MATERIAL FOR THIS TASK »

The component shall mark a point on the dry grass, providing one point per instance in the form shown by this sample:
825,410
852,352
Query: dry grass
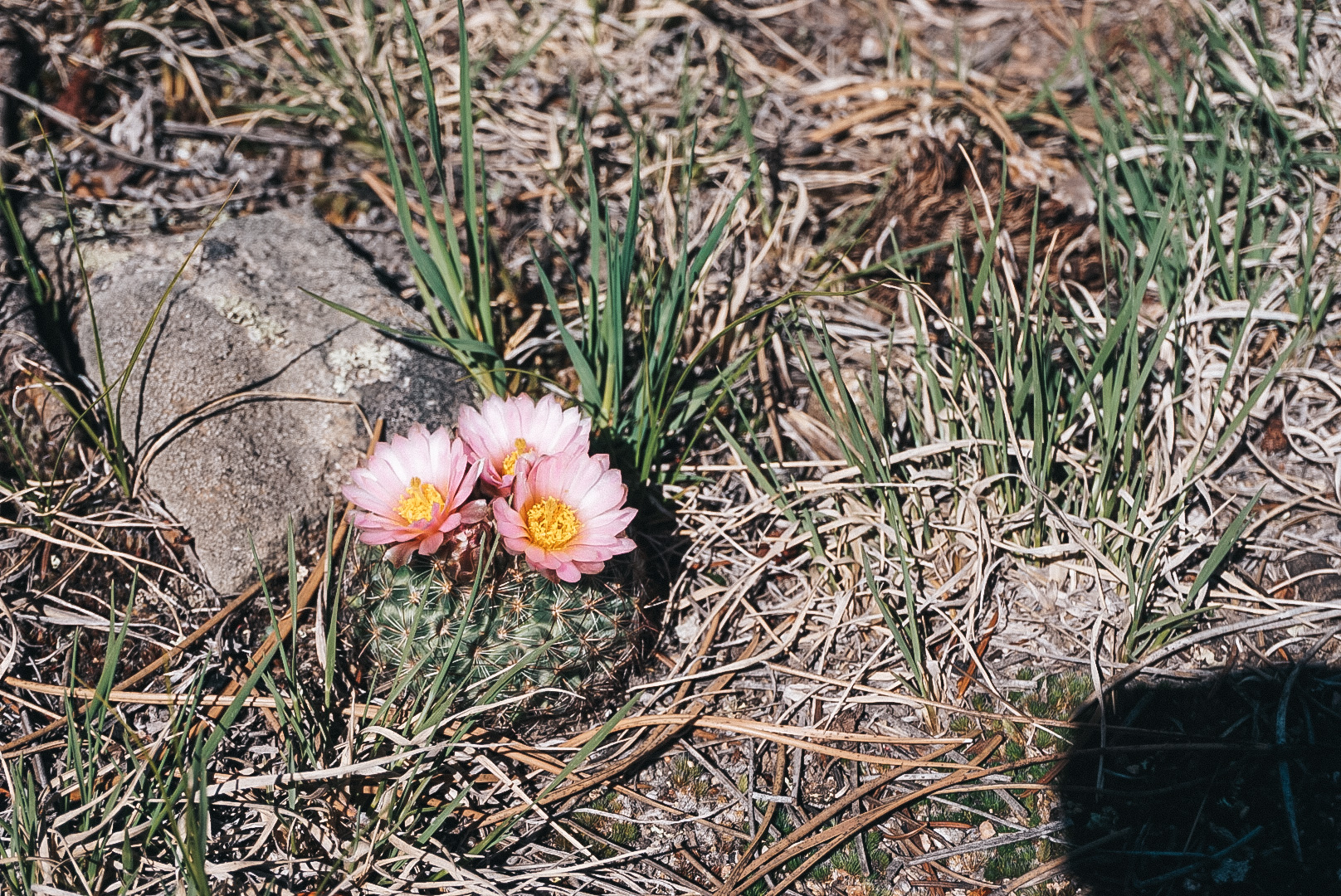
911,546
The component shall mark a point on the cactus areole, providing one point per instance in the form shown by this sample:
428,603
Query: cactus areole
496,554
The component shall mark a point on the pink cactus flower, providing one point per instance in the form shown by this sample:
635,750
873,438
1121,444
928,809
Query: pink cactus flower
566,515
505,432
413,493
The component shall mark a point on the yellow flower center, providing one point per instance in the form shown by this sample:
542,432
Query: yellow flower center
419,502
551,523
510,461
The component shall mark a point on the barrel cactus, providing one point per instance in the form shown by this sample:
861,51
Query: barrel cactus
519,513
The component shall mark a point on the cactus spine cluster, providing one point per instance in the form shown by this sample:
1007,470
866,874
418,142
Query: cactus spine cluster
576,637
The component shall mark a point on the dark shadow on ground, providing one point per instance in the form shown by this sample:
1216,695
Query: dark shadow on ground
1215,797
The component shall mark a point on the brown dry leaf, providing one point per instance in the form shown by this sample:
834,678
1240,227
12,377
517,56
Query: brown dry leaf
1273,437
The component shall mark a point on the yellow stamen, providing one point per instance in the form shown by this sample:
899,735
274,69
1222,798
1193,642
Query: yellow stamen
551,523
510,461
419,502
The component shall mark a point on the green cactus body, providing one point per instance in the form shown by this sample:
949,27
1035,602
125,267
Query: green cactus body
583,635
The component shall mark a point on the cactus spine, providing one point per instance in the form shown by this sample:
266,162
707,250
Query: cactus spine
578,636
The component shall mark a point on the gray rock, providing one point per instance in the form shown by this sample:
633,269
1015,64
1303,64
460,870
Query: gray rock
243,408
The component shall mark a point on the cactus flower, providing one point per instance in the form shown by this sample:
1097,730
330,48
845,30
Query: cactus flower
502,434
566,515
415,491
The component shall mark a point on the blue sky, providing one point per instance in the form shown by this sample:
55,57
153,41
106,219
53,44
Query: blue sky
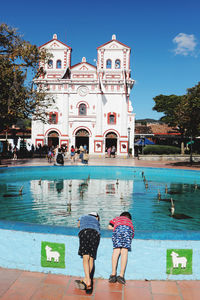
163,35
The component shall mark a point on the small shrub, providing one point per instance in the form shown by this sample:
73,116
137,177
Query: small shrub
161,149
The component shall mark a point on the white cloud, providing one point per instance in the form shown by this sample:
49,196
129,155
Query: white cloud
185,44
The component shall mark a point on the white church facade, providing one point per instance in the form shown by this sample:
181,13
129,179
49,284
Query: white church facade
92,105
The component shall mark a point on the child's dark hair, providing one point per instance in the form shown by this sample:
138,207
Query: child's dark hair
126,214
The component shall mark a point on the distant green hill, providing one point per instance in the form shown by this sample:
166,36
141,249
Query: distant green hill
147,121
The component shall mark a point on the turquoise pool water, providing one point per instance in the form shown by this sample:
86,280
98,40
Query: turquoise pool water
59,195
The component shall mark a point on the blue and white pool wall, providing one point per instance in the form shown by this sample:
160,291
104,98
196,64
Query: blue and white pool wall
22,250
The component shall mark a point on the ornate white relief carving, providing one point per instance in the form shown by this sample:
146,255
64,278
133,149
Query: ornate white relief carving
83,90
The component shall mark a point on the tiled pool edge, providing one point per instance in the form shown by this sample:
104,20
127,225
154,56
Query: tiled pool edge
147,260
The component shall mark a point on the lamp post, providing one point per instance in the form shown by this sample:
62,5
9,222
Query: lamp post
129,130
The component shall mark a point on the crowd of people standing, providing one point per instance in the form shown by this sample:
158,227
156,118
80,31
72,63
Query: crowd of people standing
59,154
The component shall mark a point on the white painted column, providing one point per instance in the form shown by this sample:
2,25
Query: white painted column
124,122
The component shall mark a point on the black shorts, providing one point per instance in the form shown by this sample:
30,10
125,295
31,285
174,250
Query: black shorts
88,242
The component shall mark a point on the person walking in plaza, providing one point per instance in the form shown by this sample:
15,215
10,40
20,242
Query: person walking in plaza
72,153
89,238
59,158
123,233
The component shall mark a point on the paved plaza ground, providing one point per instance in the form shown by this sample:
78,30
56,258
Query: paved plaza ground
22,285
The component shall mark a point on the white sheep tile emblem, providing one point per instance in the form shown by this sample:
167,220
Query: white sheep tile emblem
52,254
176,260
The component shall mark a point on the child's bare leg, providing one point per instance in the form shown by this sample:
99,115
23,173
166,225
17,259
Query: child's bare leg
124,258
115,257
86,267
91,263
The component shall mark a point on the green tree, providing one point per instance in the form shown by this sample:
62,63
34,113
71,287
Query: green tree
182,112
172,110
19,60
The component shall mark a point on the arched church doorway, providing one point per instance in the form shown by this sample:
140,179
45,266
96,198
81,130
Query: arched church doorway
53,139
82,138
111,140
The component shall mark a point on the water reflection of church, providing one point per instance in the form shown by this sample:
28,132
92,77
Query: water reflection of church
52,199
92,104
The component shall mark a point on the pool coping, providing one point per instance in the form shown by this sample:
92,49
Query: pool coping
70,231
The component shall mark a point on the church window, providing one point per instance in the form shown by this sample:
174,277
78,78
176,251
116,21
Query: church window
58,64
108,64
112,118
82,109
53,118
117,64
50,64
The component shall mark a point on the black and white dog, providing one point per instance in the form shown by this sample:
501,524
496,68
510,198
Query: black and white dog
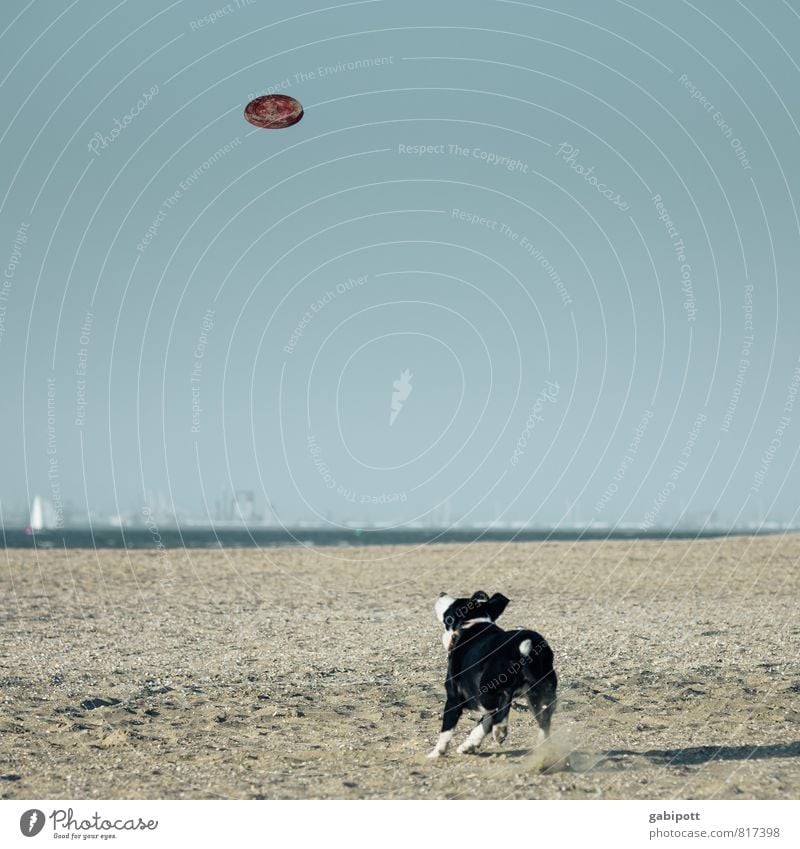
488,668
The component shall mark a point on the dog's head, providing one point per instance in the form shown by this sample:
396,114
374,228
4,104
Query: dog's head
458,613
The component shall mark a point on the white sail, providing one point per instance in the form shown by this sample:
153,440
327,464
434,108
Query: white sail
37,514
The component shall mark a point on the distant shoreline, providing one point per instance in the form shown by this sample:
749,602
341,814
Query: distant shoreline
203,537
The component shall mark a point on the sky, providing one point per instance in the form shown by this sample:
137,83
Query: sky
518,262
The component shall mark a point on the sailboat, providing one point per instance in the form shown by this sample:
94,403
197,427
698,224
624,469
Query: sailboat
37,514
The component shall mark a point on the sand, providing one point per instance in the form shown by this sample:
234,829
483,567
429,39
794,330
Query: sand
300,673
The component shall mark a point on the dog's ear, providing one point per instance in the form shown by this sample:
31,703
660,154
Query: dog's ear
496,605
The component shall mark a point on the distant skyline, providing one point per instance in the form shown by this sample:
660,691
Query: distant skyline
516,263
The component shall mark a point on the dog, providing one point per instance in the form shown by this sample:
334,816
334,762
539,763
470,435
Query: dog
487,668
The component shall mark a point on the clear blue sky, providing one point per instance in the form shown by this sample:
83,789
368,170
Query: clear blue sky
550,216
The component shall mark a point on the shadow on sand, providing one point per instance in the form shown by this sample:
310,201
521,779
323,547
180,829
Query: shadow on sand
703,754
614,759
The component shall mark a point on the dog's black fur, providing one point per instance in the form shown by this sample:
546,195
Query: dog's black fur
488,668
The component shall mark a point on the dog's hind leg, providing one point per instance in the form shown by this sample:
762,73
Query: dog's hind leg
494,713
542,699
500,726
473,742
452,712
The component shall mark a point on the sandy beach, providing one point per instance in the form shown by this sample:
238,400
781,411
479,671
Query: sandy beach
318,673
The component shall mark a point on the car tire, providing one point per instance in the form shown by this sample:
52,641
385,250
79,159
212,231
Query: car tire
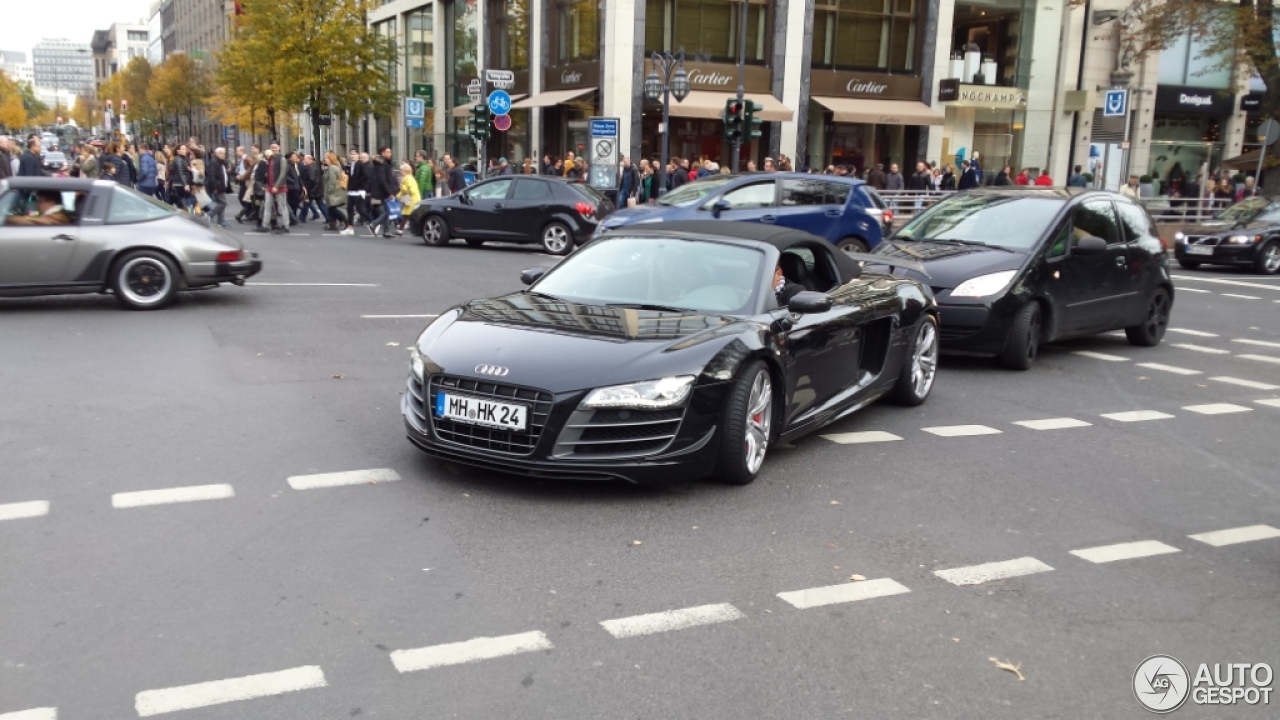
851,245
557,238
1267,261
1151,331
920,365
746,427
1024,338
435,231
145,279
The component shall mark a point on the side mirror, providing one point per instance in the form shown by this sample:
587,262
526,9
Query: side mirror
1089,245
529,276
809,302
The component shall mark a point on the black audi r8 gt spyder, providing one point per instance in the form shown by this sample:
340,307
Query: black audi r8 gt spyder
659,354
551,212
1246,233
1016,268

PROBLEM DESCRIPTION » Without any pictures, reproduce exactly the lines from the line that contains "The component shall mark a point on the sandy" to the end of the entries above, both ends included.

OUTPUT BELOW »
The component shall mark a point on the sandy beach, providing one point per instance in the form shown by this sample:
238,400
781,411
479,671
Query: sandy beach
318,673
The component shall mark a point on the car tire, providing one point per instance in the form shown by this sample:
52,641
385,250
79,159
212,231
Query: car tire
851,245
557,238
1267,261
1151,331
920,365
746,427
1024,338
435,231
145,279
The component shall mark a point on the side mirror, providing one point per instance in the form shown by this sample:
587,262
526,9
Query: side mirror
1089,245
529,276
809,302
The component shall mark a point on the black audi r8 gt spyder, providing one point per instance in the form shown by this sample:
340,307
Query: black audi r8 gt spyder
659,354
551,212
1246,233
1016,268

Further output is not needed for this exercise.